Written request 1 => Please return the part of the network architecture checklist from "Michael Morris blogged" up to and including "for fast growth?".
Written request 2 => According to the network architecture checklist, why must each site be classified into a tier? Answer in one to three sentences.

Excerpt =>
==============================

Skip to main content

Checklist for network architecture documentation

Michael Morris blogged about a great checklist for network architecture documentation here.  Here is the checklist:

  • Introduction and Business Drivers - this describes why you are writing the network architecture and what are the main business drivers for the network. Availability and consistent performance are given, but what else drives your network? Incredibly high availability for JIT manufacturing? Or maybe flexibility for fast growth?
  • Global Network Design - a high-level description, with diagrams, of how the network goes together. People need to understand the big picture to see how all the little parts go together.
  • Site Tiers - This is a key part of the network architecture. How do you categorize your sites? Maybe into five Tiers (1-5)? Maybe just three (Big, Medium, Small)? Any which way, you need a way to classify each of your sites so an appropriate Network Design Templates can be used. You should also include Site Decision Matrixes to help people decide which tier a site is, perhaps based on number of employees, or types of applications used, or business criticality.
  • Network Design Templates - diagrams for each Site Tier ("1-5" or "Big, Medium, Small", etc.) that can be used repeatedly to build homogeneous networks at each site.

==============================

Records =>
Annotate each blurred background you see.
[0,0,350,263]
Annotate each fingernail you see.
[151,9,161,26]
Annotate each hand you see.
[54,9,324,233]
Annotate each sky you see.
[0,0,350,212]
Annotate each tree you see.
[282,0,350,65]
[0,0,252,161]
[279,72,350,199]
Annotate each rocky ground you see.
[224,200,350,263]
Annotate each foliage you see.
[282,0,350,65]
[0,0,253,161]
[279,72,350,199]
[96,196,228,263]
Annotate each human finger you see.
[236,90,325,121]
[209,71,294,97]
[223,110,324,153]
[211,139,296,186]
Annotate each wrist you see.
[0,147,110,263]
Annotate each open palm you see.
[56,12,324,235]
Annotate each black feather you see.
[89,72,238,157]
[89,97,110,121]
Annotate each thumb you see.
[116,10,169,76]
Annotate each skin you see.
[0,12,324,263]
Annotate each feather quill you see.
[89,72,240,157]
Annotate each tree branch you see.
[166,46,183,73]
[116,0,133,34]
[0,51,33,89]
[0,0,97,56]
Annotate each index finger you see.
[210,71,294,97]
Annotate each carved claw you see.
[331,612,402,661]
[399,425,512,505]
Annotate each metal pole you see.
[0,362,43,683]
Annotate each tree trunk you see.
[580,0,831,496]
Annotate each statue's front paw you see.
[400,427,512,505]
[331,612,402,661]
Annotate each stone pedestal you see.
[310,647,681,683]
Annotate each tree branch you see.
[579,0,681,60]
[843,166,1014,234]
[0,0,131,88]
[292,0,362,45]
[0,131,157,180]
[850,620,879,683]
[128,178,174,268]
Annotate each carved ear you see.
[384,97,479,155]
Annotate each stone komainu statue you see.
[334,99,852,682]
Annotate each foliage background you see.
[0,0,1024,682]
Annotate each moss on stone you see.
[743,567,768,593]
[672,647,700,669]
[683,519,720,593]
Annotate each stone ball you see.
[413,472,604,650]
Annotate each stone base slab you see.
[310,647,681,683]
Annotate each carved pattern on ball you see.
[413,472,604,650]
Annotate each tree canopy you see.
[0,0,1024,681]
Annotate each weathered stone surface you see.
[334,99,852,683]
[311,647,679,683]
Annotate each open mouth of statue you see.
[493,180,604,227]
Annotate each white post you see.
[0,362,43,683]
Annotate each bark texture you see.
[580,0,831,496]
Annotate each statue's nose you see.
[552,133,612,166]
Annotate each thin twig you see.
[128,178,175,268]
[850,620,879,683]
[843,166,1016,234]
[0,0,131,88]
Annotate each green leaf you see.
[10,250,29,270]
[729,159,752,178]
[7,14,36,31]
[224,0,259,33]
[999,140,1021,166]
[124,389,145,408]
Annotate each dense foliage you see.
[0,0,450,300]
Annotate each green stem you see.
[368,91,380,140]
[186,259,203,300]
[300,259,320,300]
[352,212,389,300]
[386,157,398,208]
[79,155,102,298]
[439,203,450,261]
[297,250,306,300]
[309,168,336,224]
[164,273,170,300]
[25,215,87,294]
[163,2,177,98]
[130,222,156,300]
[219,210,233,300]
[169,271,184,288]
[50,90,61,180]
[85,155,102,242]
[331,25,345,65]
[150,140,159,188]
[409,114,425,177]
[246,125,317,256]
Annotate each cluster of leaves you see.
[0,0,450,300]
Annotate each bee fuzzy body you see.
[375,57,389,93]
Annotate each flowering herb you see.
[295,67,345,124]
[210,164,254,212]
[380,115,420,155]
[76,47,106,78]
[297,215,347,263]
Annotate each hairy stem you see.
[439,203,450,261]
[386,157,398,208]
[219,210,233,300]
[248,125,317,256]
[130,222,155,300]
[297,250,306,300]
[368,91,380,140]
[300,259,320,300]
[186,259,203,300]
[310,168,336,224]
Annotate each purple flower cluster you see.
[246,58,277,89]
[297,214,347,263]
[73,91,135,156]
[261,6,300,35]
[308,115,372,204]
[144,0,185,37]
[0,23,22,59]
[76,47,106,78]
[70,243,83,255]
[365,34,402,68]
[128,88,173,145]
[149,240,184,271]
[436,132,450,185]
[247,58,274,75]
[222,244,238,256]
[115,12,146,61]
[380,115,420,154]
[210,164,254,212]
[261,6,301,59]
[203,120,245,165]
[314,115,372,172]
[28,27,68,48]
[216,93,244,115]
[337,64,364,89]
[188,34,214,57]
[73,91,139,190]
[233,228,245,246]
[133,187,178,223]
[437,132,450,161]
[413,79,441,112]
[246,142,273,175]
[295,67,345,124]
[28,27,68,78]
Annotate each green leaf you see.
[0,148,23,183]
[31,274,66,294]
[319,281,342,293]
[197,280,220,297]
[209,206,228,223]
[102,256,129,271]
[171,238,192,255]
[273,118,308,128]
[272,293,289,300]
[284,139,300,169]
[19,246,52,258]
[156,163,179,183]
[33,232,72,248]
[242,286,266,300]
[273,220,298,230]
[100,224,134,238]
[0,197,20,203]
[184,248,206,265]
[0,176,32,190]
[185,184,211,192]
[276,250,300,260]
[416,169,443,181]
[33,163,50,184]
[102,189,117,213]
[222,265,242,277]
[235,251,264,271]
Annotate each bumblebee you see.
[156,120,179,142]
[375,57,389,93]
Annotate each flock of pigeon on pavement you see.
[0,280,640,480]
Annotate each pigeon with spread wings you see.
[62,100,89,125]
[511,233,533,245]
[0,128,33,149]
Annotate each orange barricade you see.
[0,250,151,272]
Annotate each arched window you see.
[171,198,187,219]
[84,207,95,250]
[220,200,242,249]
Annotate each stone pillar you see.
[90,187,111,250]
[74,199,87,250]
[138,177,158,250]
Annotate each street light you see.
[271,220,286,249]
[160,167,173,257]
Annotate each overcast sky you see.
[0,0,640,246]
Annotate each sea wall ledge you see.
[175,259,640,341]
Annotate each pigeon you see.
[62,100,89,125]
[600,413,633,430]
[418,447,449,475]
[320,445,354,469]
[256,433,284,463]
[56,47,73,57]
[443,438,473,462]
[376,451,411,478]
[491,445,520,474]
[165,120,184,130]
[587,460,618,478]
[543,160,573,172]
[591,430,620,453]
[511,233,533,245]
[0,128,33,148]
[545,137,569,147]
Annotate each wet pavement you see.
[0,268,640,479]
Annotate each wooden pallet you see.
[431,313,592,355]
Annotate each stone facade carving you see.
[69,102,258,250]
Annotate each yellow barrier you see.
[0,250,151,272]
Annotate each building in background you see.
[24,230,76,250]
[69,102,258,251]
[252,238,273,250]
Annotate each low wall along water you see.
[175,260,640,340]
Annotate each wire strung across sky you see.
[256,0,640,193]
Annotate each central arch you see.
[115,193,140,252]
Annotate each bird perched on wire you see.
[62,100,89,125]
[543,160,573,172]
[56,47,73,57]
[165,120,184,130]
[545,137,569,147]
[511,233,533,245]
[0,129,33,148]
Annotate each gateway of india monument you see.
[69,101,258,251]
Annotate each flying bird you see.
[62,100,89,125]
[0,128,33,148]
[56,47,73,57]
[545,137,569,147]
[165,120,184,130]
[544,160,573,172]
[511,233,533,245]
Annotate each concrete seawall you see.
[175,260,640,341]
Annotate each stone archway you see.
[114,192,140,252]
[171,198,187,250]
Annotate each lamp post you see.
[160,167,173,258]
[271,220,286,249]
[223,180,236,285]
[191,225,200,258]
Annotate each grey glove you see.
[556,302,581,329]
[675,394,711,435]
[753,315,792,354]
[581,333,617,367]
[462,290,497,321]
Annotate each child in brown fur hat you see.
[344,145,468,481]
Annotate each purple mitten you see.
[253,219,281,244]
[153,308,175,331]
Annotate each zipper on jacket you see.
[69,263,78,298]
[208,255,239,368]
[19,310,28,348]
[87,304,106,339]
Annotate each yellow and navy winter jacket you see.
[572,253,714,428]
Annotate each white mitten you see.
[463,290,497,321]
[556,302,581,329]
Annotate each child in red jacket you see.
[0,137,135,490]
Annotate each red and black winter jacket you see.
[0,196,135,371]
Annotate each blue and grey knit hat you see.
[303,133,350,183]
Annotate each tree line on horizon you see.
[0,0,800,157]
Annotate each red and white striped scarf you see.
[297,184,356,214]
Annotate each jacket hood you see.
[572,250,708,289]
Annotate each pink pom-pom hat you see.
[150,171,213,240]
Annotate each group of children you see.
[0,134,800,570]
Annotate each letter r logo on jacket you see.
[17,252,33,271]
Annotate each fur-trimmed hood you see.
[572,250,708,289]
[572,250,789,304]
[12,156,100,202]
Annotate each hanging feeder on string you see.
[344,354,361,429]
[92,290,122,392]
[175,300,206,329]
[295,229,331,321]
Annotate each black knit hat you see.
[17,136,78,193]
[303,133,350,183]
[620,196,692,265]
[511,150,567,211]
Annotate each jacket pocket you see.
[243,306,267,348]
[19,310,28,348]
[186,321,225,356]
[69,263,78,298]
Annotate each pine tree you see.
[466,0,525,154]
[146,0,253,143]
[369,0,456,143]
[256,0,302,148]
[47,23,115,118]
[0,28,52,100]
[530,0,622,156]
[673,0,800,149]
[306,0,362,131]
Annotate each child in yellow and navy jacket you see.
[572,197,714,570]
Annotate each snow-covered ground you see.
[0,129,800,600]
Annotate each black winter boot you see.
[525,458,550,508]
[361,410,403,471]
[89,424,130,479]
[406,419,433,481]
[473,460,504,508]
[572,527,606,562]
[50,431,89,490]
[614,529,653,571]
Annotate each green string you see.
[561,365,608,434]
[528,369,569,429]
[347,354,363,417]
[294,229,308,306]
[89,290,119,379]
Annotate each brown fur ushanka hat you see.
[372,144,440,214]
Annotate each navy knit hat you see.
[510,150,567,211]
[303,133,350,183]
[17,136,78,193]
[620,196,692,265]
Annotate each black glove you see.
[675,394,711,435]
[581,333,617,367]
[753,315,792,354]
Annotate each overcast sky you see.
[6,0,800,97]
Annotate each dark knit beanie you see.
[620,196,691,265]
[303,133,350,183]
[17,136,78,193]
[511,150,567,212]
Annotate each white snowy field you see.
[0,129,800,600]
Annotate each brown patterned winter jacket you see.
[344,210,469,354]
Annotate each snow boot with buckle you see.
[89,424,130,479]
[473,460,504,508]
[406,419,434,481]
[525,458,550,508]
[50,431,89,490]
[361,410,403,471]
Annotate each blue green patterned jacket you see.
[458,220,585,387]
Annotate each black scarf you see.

==============================

Reply 1 =>
Michael Morris blogged about a great checklist for network architecture documentation here.  Here is the checklist:

  • Introduction and Business Drivers - this describes why you are writing the network architecture and what are the main business drivers for the network. Availability and consistent performance are given, but what else drives your network? Incredibly high availability for JIT manufacturing? Or maybe flexibility for fast growth?

Reply 2 => Each site has to be classified so that the appropriate Network Design Template can be used for it. Those templates are diagrams for each site tier that can be used repeatedly to build homogeneous networks at each site.